QUOTED PASSAGE:

Original post by Nickierose21
You know I get no real anxiety over this. But then again I did grow up with my mom. She's like me. Only I am a little different. Like on the mental level I seem like the same as some of the people I've met in translation group and plus my T diagnosed me way back. But then the thing is I don't have any desires or wants. Like when I was a kid. It was like ahhh damn guess I'm stuck this way. And in general I want to be a woman. And I see myself as a woman. As far as my sexuality goes I like people based on their biological sex so the same goes for me. But like I could never do a relationship with a guy. I have never wanted a relationship with a guy. And in a sense it's always the wrong thing guys say. When they talk like about dating. And I don't want that. I don't really feel it would ever work. Because of I a bit feel like many of their bros do only I happen to like guys. I don't want to be the girl in a relationship. I am aware I am a female. But that just emphasizes. It doesn't seem though with sex that it's a problem. I am fine with my vagina and all of that. They're just parts I got used to a long time ago. I even want to be a mom at some point. I wouldn't mind pregnancy as long it's not deadly or anything. And in place I get lots of people all jealous about my body I have learned to be grateful. I don't really have any desire to any clothing or anything either I don't like dresses but I'm not repulsed to me that really won't change anything. I just have always known I was mentally like that but I don't want to kill myself over it or anything. I feel more like logically there's nothing I can do but make the most of the life I have.

DATASET RECORDS:
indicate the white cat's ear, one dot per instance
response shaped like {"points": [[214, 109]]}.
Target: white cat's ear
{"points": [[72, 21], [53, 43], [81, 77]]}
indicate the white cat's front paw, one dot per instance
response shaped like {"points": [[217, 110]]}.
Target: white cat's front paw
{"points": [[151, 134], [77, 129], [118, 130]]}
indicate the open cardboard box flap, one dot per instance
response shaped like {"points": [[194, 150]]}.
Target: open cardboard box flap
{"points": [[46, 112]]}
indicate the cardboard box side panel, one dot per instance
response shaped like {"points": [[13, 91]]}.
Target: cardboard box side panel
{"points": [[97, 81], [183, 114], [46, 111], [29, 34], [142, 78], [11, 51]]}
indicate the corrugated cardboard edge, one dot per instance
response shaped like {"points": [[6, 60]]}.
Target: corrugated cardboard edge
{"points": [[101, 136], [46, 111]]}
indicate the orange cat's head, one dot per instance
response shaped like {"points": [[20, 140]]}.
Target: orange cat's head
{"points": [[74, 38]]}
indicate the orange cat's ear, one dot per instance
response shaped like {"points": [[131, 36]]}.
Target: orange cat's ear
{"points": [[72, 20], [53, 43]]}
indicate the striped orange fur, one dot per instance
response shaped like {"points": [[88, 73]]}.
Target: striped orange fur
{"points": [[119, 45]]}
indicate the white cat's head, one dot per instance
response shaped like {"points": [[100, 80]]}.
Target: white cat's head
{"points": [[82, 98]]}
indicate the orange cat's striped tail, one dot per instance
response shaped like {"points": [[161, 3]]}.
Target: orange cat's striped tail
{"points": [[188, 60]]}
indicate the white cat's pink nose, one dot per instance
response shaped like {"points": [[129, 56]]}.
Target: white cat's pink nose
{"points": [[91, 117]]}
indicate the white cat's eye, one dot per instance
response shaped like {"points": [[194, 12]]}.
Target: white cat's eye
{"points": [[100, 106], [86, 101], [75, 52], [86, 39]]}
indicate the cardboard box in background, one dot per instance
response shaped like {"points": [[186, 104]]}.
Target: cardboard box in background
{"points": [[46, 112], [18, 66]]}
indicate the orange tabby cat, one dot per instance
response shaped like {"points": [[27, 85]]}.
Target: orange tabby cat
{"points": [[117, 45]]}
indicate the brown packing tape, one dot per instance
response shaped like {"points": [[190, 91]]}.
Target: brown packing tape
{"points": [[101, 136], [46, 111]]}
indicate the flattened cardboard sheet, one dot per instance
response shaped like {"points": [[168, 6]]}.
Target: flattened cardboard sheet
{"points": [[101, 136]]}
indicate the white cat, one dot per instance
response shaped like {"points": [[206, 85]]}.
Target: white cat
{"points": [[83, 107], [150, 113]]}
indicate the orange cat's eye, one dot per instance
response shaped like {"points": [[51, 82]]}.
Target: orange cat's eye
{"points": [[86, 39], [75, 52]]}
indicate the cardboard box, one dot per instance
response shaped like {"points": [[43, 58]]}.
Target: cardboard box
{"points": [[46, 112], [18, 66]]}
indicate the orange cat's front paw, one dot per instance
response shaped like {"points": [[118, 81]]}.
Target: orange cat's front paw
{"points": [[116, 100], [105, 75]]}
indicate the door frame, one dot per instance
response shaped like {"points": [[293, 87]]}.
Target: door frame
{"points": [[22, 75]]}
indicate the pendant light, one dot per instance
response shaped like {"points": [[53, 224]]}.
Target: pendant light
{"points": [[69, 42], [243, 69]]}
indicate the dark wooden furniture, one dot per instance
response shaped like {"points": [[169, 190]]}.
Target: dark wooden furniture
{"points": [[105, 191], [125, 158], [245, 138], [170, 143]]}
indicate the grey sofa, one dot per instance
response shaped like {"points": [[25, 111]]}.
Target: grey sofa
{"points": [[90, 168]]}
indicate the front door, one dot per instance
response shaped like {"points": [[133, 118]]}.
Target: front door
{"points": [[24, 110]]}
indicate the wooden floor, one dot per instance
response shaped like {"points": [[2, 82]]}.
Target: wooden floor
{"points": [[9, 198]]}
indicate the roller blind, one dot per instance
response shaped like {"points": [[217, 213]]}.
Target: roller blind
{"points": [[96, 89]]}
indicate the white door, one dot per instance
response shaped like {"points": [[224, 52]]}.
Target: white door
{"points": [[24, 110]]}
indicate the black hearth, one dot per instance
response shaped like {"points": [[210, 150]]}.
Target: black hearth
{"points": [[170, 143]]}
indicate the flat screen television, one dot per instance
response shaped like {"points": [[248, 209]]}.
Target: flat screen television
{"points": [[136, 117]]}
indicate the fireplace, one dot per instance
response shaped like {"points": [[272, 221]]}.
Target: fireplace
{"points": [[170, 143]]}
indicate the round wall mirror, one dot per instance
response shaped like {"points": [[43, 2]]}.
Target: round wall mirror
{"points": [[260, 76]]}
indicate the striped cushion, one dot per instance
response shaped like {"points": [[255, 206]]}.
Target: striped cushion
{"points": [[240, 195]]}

ASSIGNMENT: Copy every sentence in the forum post that contains the word "relationship." None of the data is needed here.

RESPONSE TO THE EXERCISE:
- But like I could never do a relationship with a guy.
- I have never wanted a relationship with a guy.
- I don't want to be the girl in a relationship.